[Annotated coordinate records]

━━━━━━━━━━━━━━━━

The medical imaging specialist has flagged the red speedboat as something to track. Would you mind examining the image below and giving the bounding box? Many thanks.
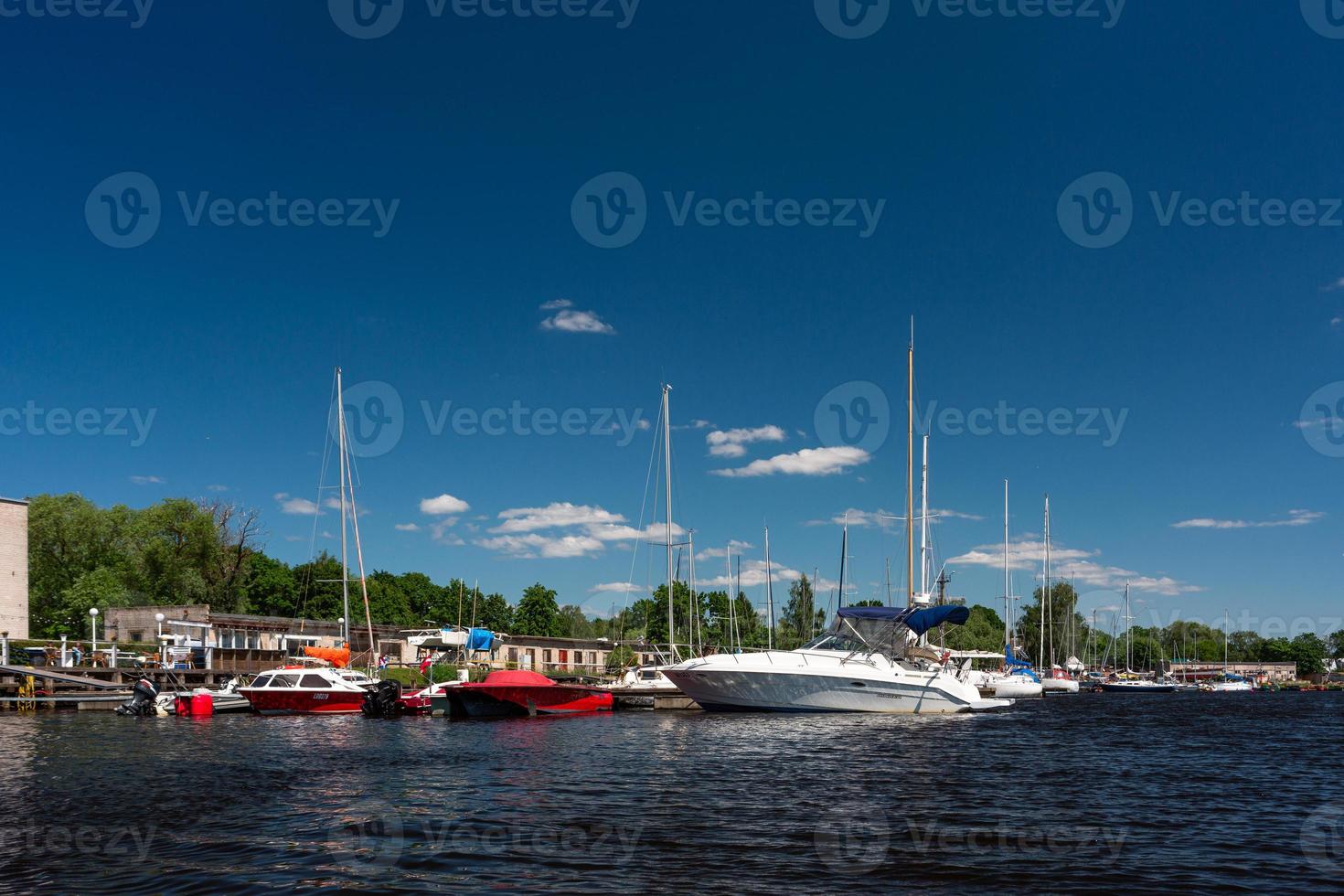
[430,670,612,719]
[238,667,378,716]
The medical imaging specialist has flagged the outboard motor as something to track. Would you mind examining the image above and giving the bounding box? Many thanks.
[363,681,402,719]
[117,677,158,716]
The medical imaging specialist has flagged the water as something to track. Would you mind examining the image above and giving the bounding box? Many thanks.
[0,693,1344,893]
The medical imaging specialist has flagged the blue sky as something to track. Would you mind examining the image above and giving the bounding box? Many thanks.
[0,0,1344,633]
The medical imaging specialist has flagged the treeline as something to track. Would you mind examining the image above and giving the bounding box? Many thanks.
[28,495,1344,675]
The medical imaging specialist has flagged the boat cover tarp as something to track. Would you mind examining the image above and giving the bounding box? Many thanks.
[838,606,970,634]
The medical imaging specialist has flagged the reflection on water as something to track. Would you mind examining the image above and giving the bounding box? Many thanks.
[0,693,1344,892]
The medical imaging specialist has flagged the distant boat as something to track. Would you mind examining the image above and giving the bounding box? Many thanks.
[430,669,613,719]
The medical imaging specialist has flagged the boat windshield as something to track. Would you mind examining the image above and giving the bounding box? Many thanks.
[803,632,869,653]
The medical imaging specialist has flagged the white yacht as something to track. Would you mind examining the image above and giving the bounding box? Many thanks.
[664,606,1012,713]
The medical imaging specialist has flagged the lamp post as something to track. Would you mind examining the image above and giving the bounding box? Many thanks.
[155,613,168,667]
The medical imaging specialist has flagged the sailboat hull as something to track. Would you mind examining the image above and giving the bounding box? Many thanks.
[664,652,1012,713]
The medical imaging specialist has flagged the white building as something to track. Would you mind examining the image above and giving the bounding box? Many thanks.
[0,498,28,638]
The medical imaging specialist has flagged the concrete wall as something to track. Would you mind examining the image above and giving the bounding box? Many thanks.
[0,498,28,638]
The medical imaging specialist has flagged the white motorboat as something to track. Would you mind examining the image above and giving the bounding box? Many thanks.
[664,606,1012,713]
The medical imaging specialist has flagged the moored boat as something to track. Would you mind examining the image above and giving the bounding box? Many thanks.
[430,669,613,719]
[238,665,378,716]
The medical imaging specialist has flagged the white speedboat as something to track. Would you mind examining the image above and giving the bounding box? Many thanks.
[664,606,1012,713]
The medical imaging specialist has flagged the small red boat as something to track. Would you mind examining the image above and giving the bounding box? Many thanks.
[238,667,378,716]
[430,670,612,719]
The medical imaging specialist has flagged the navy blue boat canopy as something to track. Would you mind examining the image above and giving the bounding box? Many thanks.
[838,606,970,634]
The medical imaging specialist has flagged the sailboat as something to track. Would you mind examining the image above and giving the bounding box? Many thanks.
[1101,581,1176,693]
[606,383,693,709]
[1204,610,1255,693]
[238,367,379,716]
[1040,495,1078,693]
[666,322,1012,713]
[966,480,1044,699]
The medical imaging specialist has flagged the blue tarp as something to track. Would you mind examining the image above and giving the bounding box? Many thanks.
[838,607,970,634]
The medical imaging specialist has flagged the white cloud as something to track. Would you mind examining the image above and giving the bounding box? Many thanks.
[475,532,603,559]
[1172,510,1325,529]
[274,492,323,516]
[709,444,872,477]
[541,307,615,336]
[704,426,786,457]
[589,581,644,593]
[947,539,1203,596]
[475,501,686,558]
[695,539,755,560]
[421,492,472,516]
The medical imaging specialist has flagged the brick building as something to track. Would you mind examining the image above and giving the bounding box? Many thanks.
[0,498,28,638]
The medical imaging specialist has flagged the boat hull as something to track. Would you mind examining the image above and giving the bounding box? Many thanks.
[664,653,1010,715]
[238,688,366,716]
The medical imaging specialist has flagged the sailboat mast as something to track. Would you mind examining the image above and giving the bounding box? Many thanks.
[906,315,915,607]
[687,529,700,656]
[764,527,774,650]
[663,383,677,662]
[1004,480,1012,650]
[919,432,929,602]
[336,367,349,647]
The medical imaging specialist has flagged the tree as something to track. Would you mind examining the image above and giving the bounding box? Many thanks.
[514,581,561,638]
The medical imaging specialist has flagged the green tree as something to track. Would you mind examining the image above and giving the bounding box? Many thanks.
[514,581,561,638]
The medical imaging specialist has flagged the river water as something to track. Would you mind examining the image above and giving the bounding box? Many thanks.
[0,693,1344,893]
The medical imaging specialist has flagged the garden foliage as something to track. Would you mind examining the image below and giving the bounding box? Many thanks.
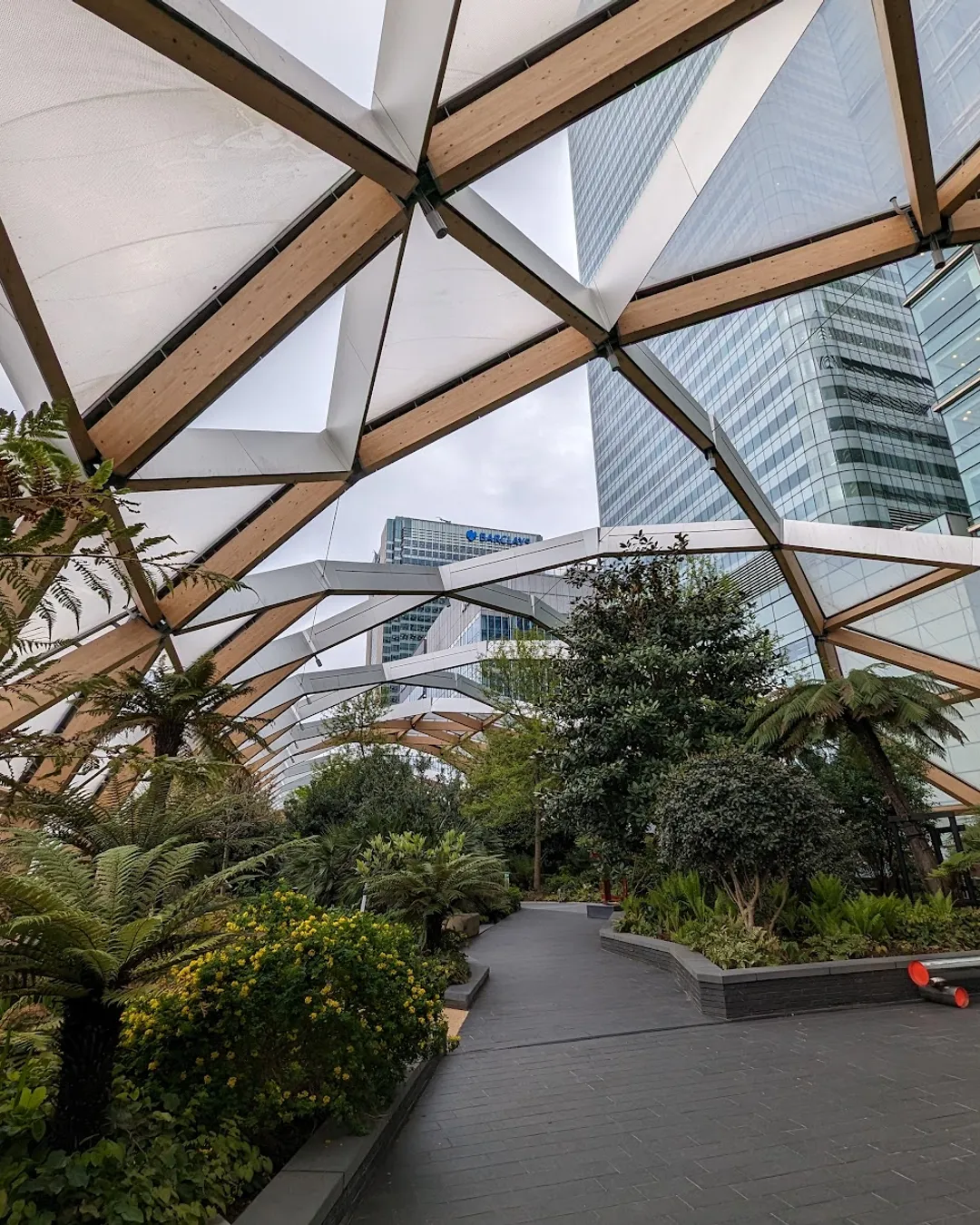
[122,889,446,1151]
[550,539,779,865]
[616,872,980,970]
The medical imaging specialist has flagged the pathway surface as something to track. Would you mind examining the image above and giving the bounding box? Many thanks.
[351,906,980,1225]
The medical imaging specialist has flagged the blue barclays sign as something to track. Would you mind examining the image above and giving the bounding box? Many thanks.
[466,528,531,545]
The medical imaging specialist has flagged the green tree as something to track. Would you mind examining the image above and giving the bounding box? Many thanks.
[549,536,779,867]
[462,714,557,893]
[0,833,270,1152]
[90,654,261,760]
[358,830,506,952]
[746,668,965,892]
[284,745,459,837]
[653,749,853,927]
[799,736,928,893]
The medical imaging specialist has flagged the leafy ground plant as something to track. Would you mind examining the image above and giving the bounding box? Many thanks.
[122,889,446,1155]
[0,1058,270,1225]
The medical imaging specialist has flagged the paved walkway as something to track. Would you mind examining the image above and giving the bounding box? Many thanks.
[351,906,980,1225]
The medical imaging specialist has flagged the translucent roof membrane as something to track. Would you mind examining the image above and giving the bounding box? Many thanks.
[19,566,131,656]
[937,702,980,787]
[644,0,906,286]
[854,574,980,666]
[798,553,932,612]
[473,131,578,277]
[224,0,385,106]
[911,0,980,176]
[123,485,280,557]
[192,289,344,431]
[174,616,251,668]
[441,0,608,102]
[0,0,346,408]
[368,210,559,420]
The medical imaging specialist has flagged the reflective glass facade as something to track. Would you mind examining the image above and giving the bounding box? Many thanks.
[368,514,542,664]
[570,3,980,659]
[910,248,980,523]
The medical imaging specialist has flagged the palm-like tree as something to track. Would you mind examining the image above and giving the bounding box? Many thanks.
[90,654,261,760]
[0,833,268,1152]
[358,830,505,952]
[746,668,966,888]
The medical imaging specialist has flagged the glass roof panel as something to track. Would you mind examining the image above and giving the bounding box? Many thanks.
[936,702,980,787]
[224,0,385,106]
[0,0,346,408]
[837,647,911,676]
[797,553,934,612]
[368,210,560,421]
[854,574,980,666]
[911,0,980,176]
[193,289,344,431]
[644,0,906,286]
[123,485,280,556]
[438,0,606,102]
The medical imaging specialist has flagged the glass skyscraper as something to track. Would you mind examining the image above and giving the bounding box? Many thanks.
[909,248,980,524]
[568,0,966,661]
[368,514,542,664]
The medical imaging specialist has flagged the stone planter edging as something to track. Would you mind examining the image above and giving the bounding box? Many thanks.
[442,962,490,1012]
[235,1056,438,1225]
[601,924,980,1021]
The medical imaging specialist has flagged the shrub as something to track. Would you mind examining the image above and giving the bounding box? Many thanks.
[358,829,507,952]
[0,1060,270,1225]
[122,889,446,1151]
[676,914,784,970]
[654,749,848,927]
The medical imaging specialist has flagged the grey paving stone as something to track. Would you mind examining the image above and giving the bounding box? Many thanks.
[350,907,980,1225]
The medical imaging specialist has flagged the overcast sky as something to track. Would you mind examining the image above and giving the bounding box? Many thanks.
[0,0,598,666]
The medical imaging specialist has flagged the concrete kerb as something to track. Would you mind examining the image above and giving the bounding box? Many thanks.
[601,924,980,1021]
[235,1056,438,1225]
[442,962,490,1012]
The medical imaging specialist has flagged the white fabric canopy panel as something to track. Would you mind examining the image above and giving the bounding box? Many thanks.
[368,210,560,420]
[117,485,279,559]
[0,0,347,408]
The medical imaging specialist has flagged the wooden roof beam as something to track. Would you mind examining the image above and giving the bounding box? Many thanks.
[161,480,347,630]
[429,0,774,191]
[619,217,919,344]
[90,179,407,484]
[872,0,942,235]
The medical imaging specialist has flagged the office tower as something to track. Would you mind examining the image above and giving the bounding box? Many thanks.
[368,514,542,664]
[568,0,965,661]
[909,246,980,524]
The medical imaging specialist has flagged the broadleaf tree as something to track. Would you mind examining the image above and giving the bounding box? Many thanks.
[549,534,781,878]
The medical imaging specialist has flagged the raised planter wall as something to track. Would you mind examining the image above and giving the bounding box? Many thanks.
[601,925,980,1021]
[235,1056,438,1225]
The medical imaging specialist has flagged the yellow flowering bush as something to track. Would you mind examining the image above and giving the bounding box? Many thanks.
[122,889,447,1151]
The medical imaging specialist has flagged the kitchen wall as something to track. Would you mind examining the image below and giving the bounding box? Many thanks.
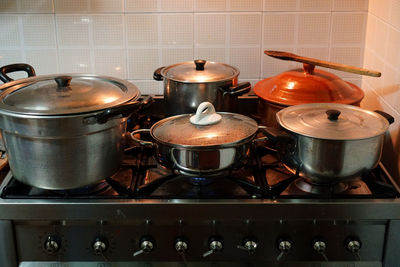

━━━━━━━━━━━━━━━━

▸ **What you need to do**
Copy out, word for word, everything in the data from the line containing "The medical imaging specialist has flagged the overcast" down to the line containing "[909,246,980,524]", both lines included.

▸ **Solution to this task**
The medical imaging specialist has flagged the overcast sky as something to track. Would you mind examining the image above and giving the bounding box? Many thanks.
[0,0,598,666]
The medical imaging specialist has flagged the concrete kerb as something to track. Would you mind examining the image above and giving the bounding box? Many thanks.
[601,924,980,1021]
[235,1056,438,1225]
[442,962,490,1012]
The medical imaging specialist has flagged the white fabric canopy panel as something to track. Would you mind examining the image above and giving the bounding box? Many thanks.
[368,210,560,420]
[117,485,279,559]
[0,0,347,408]
The medical imaging specialist has flagged the wooden roof beam as something to track. Would you mind examining the image above and giving the bounding box? Many thanks.
[161,480,347,630]
[429,0,774,191]
[619,217,919,344]
[90,179,407,484]
[872,0,942,235]
The medical imaging specialist has flagged the office tower as something to track. Would you mind examining the image above and giving the bounding box? Many thanks.
[368,514,542,664]
[568,0,965,661]
[909,246,980,524]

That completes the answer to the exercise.